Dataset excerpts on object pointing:
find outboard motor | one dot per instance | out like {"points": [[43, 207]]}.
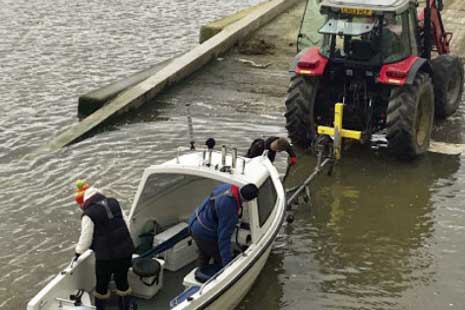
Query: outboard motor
{"points": [[146, 276], [147, 268]]}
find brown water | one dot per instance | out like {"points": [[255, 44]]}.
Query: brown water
{"points": [[379, 234]]}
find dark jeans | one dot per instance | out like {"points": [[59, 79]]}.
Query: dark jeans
{"points": [[116, 267], [207, 250]]}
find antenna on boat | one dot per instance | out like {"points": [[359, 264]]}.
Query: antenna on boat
{"points": [[224, 150], [234, 158], [190, 127]]}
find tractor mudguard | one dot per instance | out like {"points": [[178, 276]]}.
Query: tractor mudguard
{"points": [[309, 62], [403, 72]]}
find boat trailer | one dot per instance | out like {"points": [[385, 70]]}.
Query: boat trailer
{"points": [[327, 147]]}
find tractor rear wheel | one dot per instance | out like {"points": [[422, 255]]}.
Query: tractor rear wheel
{"points": [[410, 116], [300, 106], [448, 84]]}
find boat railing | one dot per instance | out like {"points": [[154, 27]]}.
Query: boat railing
{"points": [[207, 159]]}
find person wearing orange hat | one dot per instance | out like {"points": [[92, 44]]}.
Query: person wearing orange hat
{"points": [[104, 229]]}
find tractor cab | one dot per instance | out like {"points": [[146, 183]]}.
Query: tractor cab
{"points": [[372, 60], [371, 34], [372, 39]]}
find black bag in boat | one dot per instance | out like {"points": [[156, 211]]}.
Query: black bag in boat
{"points": [[146, 267]]}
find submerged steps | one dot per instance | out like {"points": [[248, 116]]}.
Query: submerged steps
{"points": [[175, 71]]}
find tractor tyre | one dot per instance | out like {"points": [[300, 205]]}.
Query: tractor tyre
{"points": [[448, 84], [300, 104], [410, 116]]}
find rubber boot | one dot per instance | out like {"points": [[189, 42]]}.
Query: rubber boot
{"points": [[125, 303], [100, 304]]}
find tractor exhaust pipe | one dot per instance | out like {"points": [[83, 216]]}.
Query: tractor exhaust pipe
{"points": [[428, 39]]}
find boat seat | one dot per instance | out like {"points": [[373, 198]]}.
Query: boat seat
{"points": [[189, 279], [184, 296], [203, 274], [197, 276]]}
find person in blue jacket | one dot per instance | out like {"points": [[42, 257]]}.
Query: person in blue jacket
{"points": [[213, 222]]}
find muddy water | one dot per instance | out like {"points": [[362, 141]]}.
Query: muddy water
{"points": [[379, 234]]}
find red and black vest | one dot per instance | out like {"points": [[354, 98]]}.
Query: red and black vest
{"points": [[111, 238]]}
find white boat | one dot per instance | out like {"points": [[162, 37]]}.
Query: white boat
{"points": [[166, 197]]}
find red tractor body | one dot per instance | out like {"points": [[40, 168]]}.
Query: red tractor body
{"points": [[376, 59]]}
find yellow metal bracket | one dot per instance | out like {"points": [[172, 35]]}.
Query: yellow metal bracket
{"points": [[338, 132]]}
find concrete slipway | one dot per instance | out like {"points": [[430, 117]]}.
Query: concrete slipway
{"points": [[247, 62]]}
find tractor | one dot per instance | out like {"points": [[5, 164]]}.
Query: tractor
{"points": [[389, 65]]}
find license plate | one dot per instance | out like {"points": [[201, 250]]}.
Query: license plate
{"points": [[357, 11]]}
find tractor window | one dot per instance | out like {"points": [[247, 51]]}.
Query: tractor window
{"points": [[395, 42], [354, 36]]}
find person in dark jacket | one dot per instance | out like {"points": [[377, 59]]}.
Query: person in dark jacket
{"points": [[273, 145], [212, 224], [104, 230]]}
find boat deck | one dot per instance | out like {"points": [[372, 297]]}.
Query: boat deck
{"points": [[172, 287]]}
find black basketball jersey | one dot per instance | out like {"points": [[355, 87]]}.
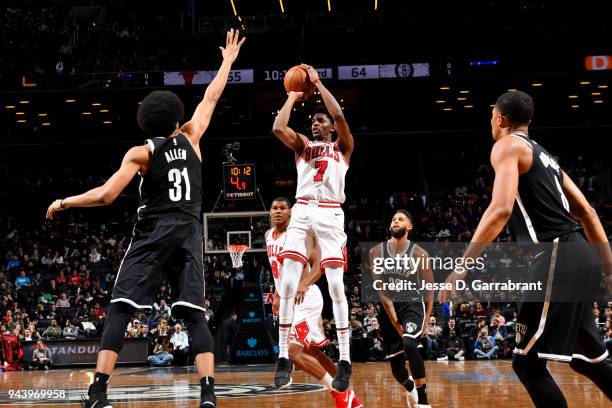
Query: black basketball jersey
{"points": [[402, 274], [173, 182], [541, 210]]}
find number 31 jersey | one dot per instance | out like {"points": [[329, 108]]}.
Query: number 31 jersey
{"points": [[321, 172], [173, 182], [541, 210]]}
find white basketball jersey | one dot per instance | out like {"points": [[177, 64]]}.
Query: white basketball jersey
{"points": [[321, 171], [274, 245]]}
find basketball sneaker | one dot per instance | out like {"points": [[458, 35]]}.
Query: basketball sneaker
{"points": [[356, 402], [95, 400], [343, 376], [208, 400], [343, 399], [282, 376], [412, 397]]}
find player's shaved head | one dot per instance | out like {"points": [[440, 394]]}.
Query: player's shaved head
{"points": [[159, 113], [406, 213], [282, 200], [400, 226], [322, 110], [280, 211], [516, 106]]}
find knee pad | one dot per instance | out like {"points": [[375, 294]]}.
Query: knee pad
{"points": [[417, 366], [113, 336], [292, 271], [529, 366], [201, 339], [600, 373], [335, 283], [398, 369]]}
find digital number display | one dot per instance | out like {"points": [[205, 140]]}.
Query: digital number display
{"points": [[279, 74], [239, 181], [236, 76], [397, 71]]}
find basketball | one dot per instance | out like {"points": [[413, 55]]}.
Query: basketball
{"points": [[296, 79]]}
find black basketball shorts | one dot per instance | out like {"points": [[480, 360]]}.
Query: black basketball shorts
{"points": [[411, 316], [556, 329], [169, 244]]}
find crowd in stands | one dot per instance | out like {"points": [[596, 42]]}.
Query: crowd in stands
{"points": [[56, 278]]}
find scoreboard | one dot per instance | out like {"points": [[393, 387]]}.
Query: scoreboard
{"points": [[343, 72], [239, 181], [397, 71]]}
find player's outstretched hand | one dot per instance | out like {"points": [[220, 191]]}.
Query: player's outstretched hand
{"points": [[53, 208], [313, 75], [275, 304], [299, 96], [232, 46], [301, 292]]}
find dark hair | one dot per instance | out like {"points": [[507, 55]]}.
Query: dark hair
{"points": [[283, 199], [159, 113], [406, 213], [323, 111], [517, 106]]}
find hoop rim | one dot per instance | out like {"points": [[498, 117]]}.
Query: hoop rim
{"points": [[237, 247]]}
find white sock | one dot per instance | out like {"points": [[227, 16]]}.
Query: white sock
{"points": [[292, 270], [344, 344], [335, 283], [283, 341], [327, 380]]}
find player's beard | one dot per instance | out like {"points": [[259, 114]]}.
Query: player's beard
{"points": [[400, 233]]}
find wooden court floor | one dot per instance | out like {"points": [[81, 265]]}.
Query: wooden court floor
{"points": [[451, 384]]}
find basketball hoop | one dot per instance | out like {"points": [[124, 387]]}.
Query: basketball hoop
{"points": [[236, 251]]}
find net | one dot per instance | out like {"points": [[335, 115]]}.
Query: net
{"points": [[236, 251]]}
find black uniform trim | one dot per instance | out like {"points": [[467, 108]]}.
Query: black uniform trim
{"points": [[559, 330], [541, 211], [410, 315], [171, 244]]}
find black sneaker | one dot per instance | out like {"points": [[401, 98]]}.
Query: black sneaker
{"points": [[282, 376], [208, 400], [97, 400], [343, 376]]}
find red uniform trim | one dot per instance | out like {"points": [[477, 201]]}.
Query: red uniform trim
{"points": [[321, 203], [302, 155], [322, 343], [293, 255], [341, 154], [334, 261]]}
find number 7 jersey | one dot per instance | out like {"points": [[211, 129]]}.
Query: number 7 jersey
{"points": [[173, 182], [321, 172]]}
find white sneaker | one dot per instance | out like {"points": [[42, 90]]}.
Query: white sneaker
{"points": [[412, 397]]}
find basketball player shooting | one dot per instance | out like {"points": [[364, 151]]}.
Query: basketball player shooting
{"points": [[169, 166], [317, 215], [544, 205], [307, 336], [405, 313]]}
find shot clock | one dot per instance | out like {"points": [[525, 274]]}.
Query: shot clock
{"points": [[239, 181]]}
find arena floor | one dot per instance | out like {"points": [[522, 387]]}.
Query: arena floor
{"points": [[451, 384]]}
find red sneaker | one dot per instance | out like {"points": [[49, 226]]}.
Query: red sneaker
{"points": [[343, 399], [356, 402]]}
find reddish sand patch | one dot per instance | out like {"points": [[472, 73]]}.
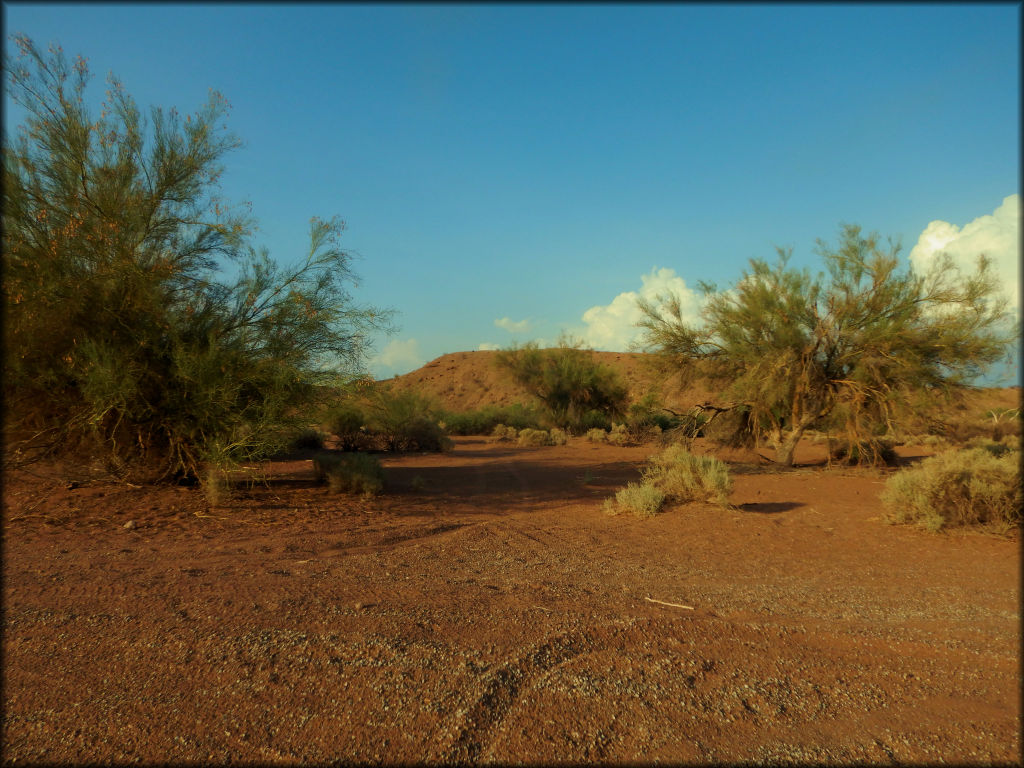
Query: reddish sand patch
{"points": [[485, 608]]}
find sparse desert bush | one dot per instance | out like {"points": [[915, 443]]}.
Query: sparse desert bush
{"points": [[557, 436], [535, 437], [638, 499], [216, 484], [406, 421], [676, 476], [684, 477], [957, 487], [594, 420], [350, 473], [873, 452], [566, 381], [619, 435], [307, 439], [484, 420], [504, 433], [347, 423], [992, 446]]}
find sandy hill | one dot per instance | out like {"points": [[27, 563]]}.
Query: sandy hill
{"points": [[466, 381]]}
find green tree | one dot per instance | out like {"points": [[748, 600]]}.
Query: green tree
{"points": [[567, 381], [859, 345], [121, 320]]}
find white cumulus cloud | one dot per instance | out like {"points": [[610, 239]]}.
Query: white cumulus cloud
{"points": [[612, 327], [399, 356], [995, 235], [513, 326]]}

Task instructions: Print the lines from the one containing "find arena floor" through the end of the lines above, both ends included. Leave the pictures out of your answer.

Result:
find arena floor | one dot per instance | out like {"points": [[522, 387]]}.
Query: arena floor
{"points": [[451, 384]]}
find red sneaker | one dot per instance | out like {"points": [[49, 226]]}.
Query: red sneaker
{"points": [[343, 399], [356, 402]]}
find reddish sand patch | one dot per instance | out like {"points": [[472, 73]]}.
Query: reddish sand patch
{"points": [[485, 608]]}
find sparse desert bush | one dot per instance | out like {"points": [[915, 443]]}.
Query: sparse desert bush
{"points": [[557, 436], [535, 437], [638, 499], [216, 484], [406, 421], [676, 476], [684, 477], [957, 487], [594, 420], [350, 473], [873, 452], [566, 381], [619, 435], [307, 439], [484, 420], [504, 433], [347, 423], [992, 446]]}
find sandy hill | one dot per instance | out like {"points": [[27, 563]]}.
Query: sandy hill
{"points": [[466, 381]]}
find green tree | one dot per instance | out like {"points": [[748, 600]]}.
Query: green tree
{"points": [[567, 381], [859, 345], [121, 320]]}
find white cumulus cloud | one dot per instance | out like {"points": [[610, 239]]}.
Query: white cumulus cloud
{"points": [[612, 327], [399, 356], [995, 235], [513, 326]]}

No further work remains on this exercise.